# [AUFGABENSTELLUNG]
Liste alle Zeitangaben aus dem Seitentext über Johann Kaum auf und schreib zu jeder dazu, was damals geschah.

# [SEITENTEXT]
★ ★ ★ ★

Im Drei­bee­ken­moor­weg[1]  hat­te der Arzt Jo­hann Kaum mit sei­ner Frau und Stief­toch­ter ein ca. acht Mor­gen gro­ßes Grund­stück mit ei­nem Wohn­ge­bäu­de, das von der Fa­mi­lie als Wo­chen­end­haus ge­nutzt wur­de und in dem die Schwie­ger­mut­ter leb­te.[2] Die Fa­mi­lie Kaum selbst wohn­te in Ham­burg im Munds­bur­ger­damm 46, wo un­weit ent­fernt Jo­hann Kaum sei­ne Arzt­pra­xis be­trieb. Ein Zer­würf­nis ei­ner au­ßer­ehe­li­chen Lie­bes­af­fä­re führ­te zu po­li­zei­li­chen Er­mitt­lun­gen, in de­nen sich her­aus­stell­te, dass Jo­hann Kaum un­ter ei­nem fal­schen Na­men in Ham­burg als Arzt prak­ti­zier­te. Sein wirk­li­cher Name war Jo­hann Ar­thur Jo­sef Brück. Er wur­de 1891 in Wien als Sohn ei­nes Rechts­an­wal­tes ge­bo­ren und er­öff­ne­te 1933 in Ham­burg un­ter fal­scher Iden­ti­tät eine Arzt­pra­xis als Heil­prak­ti­ker. Da sei­ne El­tern ur­sprüng­lich jü­di­schen Glau­bens wa­ren, wur­den die au­ßer­ehe­li­chen Be­zie­hun­gen des Jo­hann Kaum ali­as Jo­hann Brück als „Ras­sen­schan­de“ ver­folgt.[3] Aus na­tio­nal­so­zia­lis­ti­scher Sicht kam als be­son­ders ver­werf­li­ches Un­ter­fan­gen hin­zu, dass Jo­hann Kaum im Sep­tem­ber 1939 mit der Mit­glieds-Nr. 7218918 der NS­DAP bei­trat.[4]

Im Ok­to­ber 1941 wur­de Jo­hann Kaum/​Brück ver­haf­tet und am 29.05.1942 vor dem Han­sea­ti­schen Son­der­ge­richt Ham­burg we­gen Ver­bre­chen ge­gen die Ver­ord­nung ge­gen die Un­ter­stüt­zung der Tar­nung jü­di­scher Ge­wer­be­be­trie­be und die Ver­ord­nung über die An­mel­dung des Ver­mö­gens von Ju­den („Volks­schäd­lings­ver­ord­nung“) so­wie we­gen Ver­bre­chen ge­gen das Ge­setz zum Schut­ze des deut­schen Blu­tes und der deut­schen Ehre („Blut­schutz­ge­setz“) zum Tode ver­ur­teilt. Sein Ver­mö­gen, dar­un­ter sein Grund­ei­gen­tum in Quick­born, wur­de zu­guns­ten des Deut­schen Rei­ches ein­ge­zo­gen. In dem Ur­teils­spruch un­ter­stell­ten die Rich­ter in ih­ren an­ti­se­mi­ti­schen Phan­ta­si­en dem An­ge­klag­ten eine „hemmungslose jüdische Geschlechtsgier„. Sie ur­teil­ten: „Im übri­gen ist der Angeklagte auch seiner ganzen Haltung und Lebensführung nach ein typischer Jude. Wenn es noch einer Bekräftigung des urkundlich geführten Nachweises der Zugehörigkeit des Angeklagten zum Judentum bedürfte, so wird diese durch die geschlechtliche Hemmungslosigkeit und durch die jüdische Rabulistik erbracht. (…) Von ihm ist für alle Zukunft nichts anderes zu erwarten, als daß er immer wieder Rassenschande begehen wird. Bei einer so unverschämten Nichtachtung eines der wichtigsten Grundgesetze des deutschen Volkes, das im Interesse der Arterhaltung und zum Schutze der deutschen Ehre erlassen worden ist, gibt es nur eine Antwort. Das ist die Verhängung der Todesstrafe.[5] Auch die na­tio­nal­so­zia­lis­ti­sche Pres­se nahm sich die­sem Fall an (sie­he Quel­len).

★ ★ ★ ★

# [DATEN]
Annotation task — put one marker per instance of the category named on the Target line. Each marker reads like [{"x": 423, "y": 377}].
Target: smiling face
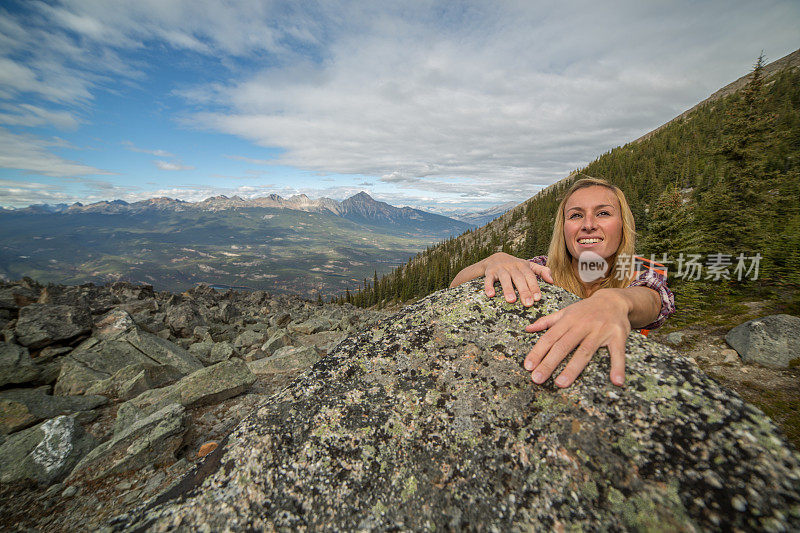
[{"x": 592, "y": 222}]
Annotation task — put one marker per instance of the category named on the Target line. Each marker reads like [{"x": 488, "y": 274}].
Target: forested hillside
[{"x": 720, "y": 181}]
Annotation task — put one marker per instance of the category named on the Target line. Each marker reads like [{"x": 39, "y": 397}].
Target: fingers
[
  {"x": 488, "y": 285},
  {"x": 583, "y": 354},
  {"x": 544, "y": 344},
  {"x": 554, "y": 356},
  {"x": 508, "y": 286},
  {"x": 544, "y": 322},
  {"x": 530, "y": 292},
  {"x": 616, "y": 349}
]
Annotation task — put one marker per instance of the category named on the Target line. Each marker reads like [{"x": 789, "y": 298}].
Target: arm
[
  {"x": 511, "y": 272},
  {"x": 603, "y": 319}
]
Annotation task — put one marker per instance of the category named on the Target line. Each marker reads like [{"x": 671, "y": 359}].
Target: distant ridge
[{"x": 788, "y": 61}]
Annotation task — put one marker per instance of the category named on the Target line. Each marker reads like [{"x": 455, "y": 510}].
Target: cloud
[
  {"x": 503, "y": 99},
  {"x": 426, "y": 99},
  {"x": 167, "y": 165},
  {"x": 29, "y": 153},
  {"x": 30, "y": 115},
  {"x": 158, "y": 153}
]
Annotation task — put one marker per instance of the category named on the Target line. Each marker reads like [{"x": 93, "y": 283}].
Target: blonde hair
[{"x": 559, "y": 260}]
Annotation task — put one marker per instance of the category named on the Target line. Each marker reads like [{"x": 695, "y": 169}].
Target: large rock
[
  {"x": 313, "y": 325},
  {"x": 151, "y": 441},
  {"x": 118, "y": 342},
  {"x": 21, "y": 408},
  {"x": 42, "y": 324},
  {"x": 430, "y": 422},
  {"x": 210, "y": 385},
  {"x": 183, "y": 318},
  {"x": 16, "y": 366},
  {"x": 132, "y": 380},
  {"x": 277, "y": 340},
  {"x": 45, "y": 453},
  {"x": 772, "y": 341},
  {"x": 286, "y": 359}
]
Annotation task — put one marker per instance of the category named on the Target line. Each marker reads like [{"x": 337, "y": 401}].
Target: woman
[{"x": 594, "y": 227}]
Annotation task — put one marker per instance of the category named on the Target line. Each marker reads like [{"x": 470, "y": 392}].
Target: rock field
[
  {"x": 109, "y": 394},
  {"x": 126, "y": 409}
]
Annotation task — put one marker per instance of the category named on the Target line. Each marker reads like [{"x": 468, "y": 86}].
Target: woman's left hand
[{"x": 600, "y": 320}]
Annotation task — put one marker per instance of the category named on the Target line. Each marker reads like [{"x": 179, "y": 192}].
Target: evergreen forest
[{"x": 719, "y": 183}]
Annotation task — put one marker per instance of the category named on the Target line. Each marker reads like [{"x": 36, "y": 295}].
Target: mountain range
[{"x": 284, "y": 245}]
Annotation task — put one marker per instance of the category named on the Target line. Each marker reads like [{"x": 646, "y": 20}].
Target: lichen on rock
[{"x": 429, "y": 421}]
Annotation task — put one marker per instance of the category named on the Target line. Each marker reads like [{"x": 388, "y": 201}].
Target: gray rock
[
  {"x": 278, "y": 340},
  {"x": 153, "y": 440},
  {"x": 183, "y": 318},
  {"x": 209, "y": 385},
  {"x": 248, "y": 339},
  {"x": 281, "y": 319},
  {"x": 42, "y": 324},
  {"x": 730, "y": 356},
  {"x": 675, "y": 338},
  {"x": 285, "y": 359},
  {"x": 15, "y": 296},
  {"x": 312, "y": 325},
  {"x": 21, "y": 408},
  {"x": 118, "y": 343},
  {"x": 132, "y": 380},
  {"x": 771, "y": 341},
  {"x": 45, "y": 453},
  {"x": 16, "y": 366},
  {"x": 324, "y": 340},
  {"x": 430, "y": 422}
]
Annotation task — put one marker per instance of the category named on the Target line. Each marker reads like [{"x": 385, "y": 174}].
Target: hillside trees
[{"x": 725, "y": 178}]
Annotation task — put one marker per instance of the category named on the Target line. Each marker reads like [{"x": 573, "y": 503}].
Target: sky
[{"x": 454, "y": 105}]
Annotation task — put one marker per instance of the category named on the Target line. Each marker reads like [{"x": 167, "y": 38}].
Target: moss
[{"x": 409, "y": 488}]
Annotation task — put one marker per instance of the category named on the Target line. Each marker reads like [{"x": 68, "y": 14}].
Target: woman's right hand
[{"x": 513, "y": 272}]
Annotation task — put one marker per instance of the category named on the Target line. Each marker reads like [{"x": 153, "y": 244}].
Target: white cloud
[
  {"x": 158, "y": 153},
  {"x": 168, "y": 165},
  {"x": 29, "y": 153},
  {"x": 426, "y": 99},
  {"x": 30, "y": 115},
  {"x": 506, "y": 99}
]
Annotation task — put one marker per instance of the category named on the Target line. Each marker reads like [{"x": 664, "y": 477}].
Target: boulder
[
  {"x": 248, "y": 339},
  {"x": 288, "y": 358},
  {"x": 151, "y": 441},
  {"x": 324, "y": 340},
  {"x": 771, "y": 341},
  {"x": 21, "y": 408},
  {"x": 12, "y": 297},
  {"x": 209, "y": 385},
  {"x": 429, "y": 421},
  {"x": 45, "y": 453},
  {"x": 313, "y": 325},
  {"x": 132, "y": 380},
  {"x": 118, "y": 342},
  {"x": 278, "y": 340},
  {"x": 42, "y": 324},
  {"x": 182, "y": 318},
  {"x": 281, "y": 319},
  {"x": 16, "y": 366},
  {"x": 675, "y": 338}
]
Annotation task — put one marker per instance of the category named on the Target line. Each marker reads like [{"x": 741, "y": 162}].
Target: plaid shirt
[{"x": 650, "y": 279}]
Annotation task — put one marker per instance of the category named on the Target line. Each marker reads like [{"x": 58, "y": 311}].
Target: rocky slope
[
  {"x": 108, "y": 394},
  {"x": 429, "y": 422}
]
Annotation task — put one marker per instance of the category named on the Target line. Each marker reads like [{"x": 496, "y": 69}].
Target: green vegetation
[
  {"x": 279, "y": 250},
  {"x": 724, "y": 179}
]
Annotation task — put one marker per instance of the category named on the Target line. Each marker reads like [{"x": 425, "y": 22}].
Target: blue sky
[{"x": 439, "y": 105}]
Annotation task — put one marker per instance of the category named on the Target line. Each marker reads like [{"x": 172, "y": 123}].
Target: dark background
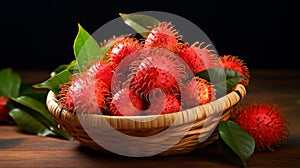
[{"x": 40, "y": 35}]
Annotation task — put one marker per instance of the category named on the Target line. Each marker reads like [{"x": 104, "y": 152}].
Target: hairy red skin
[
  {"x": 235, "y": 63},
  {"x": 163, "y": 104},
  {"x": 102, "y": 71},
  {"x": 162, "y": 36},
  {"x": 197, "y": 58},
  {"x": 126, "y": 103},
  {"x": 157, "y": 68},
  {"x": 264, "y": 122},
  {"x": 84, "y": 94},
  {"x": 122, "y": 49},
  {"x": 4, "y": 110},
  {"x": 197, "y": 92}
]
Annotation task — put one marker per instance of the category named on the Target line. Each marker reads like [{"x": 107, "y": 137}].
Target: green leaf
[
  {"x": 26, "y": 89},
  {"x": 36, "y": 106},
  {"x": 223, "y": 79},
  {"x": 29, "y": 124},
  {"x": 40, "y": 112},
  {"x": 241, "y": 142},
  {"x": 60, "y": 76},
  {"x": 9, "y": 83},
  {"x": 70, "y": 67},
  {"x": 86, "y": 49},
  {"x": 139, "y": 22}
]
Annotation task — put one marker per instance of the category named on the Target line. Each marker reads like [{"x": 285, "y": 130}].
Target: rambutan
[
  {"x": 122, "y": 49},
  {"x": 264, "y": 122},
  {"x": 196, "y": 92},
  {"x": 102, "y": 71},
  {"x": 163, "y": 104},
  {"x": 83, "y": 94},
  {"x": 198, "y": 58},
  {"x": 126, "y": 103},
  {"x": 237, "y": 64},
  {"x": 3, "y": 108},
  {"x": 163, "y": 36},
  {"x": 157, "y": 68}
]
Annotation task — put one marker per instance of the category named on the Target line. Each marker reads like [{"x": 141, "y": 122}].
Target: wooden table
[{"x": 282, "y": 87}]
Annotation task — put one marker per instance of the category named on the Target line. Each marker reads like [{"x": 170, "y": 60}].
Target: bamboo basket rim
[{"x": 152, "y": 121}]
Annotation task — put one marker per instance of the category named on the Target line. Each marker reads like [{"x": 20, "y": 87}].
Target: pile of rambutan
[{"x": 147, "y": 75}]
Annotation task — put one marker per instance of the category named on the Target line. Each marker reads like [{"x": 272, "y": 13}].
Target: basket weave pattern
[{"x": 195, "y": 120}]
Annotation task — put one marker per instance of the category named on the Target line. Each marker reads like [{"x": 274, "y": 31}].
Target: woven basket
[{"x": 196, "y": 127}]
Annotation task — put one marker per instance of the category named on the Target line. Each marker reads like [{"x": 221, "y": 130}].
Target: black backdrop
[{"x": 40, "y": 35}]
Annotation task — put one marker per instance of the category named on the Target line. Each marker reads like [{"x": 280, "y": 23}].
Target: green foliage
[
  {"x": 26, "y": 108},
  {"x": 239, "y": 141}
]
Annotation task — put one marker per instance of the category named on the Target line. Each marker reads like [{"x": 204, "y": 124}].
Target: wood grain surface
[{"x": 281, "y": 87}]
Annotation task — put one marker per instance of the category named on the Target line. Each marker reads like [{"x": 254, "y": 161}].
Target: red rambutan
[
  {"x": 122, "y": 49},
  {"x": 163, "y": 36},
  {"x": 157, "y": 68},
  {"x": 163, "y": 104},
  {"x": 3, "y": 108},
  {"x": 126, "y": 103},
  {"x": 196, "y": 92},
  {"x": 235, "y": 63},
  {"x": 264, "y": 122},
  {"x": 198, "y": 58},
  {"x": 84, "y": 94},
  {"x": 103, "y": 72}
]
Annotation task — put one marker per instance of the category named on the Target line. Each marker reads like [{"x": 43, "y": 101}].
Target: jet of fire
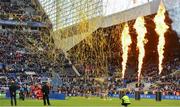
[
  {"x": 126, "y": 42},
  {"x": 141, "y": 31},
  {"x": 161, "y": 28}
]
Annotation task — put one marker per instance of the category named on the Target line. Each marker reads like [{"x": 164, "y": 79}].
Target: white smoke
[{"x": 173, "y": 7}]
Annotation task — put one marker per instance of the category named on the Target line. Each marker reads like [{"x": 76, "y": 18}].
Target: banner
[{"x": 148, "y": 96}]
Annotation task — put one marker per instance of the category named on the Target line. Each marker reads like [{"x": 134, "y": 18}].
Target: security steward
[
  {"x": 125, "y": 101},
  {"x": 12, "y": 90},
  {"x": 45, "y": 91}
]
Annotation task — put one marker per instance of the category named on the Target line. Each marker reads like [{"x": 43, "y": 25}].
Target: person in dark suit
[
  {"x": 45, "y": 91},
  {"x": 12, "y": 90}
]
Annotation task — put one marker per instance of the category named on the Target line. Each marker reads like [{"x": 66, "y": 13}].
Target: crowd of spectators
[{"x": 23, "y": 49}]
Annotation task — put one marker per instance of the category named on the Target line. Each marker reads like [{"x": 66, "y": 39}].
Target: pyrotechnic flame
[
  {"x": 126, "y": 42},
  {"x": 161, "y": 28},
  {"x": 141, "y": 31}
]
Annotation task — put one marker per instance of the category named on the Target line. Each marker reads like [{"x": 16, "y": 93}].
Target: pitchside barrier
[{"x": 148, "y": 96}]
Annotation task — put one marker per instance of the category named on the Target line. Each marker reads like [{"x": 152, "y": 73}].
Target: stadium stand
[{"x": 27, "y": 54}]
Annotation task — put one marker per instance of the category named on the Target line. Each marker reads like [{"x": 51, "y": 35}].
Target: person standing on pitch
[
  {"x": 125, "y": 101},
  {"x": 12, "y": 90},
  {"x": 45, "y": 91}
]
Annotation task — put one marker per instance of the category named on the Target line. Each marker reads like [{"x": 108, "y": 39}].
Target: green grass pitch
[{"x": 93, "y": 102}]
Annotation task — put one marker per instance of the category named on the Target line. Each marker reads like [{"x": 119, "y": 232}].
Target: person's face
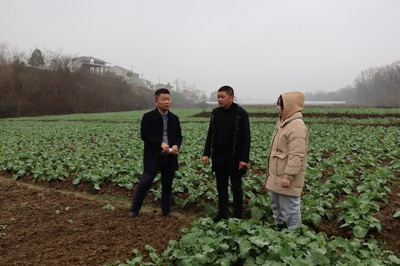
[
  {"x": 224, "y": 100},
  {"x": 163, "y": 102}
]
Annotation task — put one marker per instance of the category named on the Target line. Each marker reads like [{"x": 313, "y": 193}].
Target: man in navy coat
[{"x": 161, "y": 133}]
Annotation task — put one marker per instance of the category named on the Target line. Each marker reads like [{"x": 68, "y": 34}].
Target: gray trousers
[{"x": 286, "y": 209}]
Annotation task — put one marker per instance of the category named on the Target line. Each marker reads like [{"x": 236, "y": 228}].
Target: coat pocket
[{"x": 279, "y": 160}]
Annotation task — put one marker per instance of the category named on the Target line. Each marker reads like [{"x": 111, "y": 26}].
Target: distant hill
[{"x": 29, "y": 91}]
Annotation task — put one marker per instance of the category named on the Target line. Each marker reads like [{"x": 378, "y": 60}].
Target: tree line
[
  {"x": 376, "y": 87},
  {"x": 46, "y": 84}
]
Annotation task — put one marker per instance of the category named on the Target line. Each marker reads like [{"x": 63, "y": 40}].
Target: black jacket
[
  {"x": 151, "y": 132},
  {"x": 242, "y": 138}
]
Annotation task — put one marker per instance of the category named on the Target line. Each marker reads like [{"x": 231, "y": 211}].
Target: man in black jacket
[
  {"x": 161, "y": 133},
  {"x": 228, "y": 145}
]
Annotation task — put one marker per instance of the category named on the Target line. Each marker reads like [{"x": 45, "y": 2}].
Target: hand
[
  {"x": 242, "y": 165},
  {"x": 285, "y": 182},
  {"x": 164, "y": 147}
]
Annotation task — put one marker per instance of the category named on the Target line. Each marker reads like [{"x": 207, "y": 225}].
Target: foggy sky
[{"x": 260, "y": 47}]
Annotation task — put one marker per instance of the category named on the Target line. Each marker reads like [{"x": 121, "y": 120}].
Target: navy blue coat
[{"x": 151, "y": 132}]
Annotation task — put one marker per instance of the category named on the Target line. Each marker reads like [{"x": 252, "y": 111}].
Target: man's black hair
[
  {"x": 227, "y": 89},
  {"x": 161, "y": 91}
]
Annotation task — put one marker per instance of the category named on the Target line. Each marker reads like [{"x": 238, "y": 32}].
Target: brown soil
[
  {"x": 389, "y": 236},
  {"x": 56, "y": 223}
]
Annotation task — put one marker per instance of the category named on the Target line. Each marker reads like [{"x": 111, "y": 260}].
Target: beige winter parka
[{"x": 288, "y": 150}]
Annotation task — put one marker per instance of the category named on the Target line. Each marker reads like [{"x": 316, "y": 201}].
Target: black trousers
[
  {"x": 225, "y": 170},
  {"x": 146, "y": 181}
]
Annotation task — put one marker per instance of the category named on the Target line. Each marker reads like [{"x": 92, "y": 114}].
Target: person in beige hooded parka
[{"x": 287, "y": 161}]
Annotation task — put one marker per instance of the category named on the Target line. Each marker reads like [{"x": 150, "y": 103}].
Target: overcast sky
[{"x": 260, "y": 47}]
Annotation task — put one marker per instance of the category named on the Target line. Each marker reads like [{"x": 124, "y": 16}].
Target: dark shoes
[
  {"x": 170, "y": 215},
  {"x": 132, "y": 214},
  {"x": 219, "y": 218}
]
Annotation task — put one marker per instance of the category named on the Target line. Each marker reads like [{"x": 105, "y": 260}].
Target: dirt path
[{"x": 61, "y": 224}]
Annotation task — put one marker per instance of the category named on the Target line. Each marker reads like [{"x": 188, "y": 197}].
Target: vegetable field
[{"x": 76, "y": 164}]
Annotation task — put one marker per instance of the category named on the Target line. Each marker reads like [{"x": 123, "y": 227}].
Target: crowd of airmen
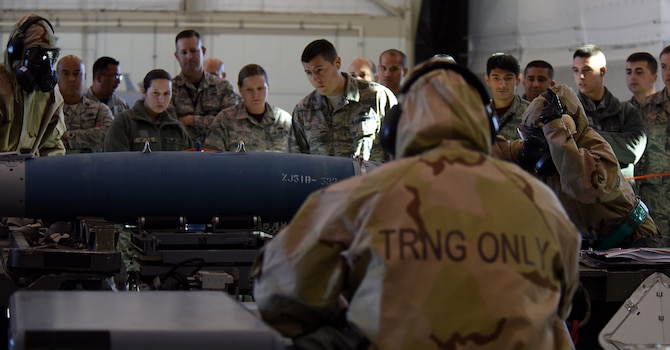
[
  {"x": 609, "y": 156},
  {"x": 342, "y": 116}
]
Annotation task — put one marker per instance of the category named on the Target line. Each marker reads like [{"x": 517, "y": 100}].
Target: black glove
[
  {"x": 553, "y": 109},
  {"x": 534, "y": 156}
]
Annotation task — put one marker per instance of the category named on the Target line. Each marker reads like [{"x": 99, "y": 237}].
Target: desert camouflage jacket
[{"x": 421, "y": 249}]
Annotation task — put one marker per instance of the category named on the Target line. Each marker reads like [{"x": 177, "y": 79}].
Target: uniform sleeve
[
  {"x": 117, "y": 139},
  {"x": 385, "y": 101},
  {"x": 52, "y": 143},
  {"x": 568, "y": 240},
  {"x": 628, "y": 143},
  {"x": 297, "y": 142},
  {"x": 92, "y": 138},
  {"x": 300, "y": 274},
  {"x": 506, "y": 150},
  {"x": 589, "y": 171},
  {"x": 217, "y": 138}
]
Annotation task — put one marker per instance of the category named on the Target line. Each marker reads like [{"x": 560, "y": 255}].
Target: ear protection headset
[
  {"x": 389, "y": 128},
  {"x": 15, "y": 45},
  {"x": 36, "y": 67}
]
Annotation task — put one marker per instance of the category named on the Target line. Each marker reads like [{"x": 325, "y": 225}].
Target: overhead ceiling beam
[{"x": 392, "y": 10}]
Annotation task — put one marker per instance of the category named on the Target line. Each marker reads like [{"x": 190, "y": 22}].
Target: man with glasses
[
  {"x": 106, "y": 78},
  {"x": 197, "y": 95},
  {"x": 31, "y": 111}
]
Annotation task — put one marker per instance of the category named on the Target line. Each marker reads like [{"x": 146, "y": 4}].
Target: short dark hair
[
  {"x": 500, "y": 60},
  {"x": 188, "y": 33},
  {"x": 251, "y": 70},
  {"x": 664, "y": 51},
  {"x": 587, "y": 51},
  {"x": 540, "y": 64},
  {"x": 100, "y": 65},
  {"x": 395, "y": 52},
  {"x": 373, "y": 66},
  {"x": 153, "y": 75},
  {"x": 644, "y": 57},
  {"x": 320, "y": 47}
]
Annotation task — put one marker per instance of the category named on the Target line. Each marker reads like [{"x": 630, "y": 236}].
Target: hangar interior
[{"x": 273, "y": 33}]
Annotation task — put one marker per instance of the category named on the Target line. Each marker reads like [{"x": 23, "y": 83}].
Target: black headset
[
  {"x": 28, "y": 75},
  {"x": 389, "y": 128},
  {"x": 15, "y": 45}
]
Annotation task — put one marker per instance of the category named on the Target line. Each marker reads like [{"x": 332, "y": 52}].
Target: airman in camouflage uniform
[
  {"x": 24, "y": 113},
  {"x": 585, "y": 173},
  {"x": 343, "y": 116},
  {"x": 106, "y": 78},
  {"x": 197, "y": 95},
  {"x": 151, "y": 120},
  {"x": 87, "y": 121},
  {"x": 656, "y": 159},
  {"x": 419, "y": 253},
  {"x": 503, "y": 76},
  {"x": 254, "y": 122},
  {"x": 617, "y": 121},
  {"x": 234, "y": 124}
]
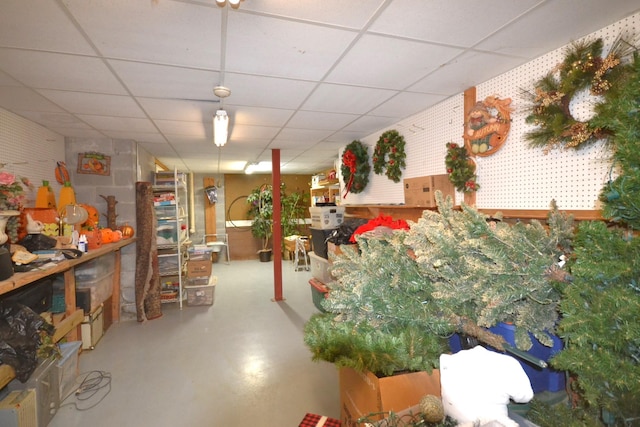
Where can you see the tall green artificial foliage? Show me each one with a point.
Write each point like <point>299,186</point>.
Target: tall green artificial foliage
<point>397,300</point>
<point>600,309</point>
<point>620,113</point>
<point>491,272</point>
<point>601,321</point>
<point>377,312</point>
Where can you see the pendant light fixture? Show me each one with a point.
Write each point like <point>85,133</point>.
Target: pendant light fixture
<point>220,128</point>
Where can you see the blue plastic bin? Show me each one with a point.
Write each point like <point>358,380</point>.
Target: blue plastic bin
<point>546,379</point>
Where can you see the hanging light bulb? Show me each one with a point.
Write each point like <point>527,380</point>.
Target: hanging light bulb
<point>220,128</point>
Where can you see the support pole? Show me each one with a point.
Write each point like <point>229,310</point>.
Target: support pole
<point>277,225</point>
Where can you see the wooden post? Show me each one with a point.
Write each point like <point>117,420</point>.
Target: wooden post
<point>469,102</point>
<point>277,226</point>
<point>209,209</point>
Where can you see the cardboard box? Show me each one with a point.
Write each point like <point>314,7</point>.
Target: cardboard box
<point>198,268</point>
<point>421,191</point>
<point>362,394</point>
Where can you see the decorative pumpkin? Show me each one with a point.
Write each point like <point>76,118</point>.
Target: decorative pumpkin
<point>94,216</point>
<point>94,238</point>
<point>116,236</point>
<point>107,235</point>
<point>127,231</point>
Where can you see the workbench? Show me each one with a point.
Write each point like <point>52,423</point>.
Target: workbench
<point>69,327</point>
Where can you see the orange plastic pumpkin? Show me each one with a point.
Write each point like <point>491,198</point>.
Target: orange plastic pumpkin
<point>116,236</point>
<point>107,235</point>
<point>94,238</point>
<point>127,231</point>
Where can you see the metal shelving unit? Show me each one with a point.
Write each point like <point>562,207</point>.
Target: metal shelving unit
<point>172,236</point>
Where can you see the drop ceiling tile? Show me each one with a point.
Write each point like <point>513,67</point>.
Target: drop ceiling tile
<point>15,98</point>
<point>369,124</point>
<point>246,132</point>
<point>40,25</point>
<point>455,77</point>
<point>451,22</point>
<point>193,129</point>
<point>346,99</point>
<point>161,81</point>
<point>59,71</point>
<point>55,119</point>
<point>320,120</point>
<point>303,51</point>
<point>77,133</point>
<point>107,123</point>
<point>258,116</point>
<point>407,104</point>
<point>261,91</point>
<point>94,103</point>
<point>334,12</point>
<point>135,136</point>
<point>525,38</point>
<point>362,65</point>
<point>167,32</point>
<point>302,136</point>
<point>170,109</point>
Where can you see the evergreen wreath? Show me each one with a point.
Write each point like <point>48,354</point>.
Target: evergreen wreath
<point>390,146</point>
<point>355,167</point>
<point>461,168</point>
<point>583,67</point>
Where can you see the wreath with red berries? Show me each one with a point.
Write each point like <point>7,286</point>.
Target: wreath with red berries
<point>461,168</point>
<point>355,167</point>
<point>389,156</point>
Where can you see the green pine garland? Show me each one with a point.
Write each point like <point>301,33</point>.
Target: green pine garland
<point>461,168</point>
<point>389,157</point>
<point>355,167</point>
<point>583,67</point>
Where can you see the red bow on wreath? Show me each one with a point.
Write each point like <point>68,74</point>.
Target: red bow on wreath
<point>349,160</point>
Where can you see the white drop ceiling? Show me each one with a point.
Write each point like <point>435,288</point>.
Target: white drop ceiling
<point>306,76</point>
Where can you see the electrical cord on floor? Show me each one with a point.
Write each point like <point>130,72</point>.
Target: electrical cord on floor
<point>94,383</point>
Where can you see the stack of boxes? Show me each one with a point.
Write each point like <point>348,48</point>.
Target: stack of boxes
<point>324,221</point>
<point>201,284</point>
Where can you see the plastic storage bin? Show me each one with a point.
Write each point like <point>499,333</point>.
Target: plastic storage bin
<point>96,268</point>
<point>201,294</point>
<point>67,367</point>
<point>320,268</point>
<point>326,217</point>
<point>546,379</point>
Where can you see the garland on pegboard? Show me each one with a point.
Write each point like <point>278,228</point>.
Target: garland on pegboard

★ ★ ★ ★

# [LÖSUNG]
- 1891: Johann Kaum, eigentlich Johann Arthur Josef Brück, wird in Wien als Sohn eines Rechtsanwaltes geboren.
- 1933: Er eröffnet in Hamburg unter falscher Identität eine Arztpraxis als Heilpraktiker.
- September 1939: Er tritt mit der Mitglieds-Nr. 7218918 der NSDAP bei.
- Oktober 1941: Er wird verhaftet.
- 29.05.1942: Das Hanseatische Sondergericht Hamburg verurteilt ihn zum Tode.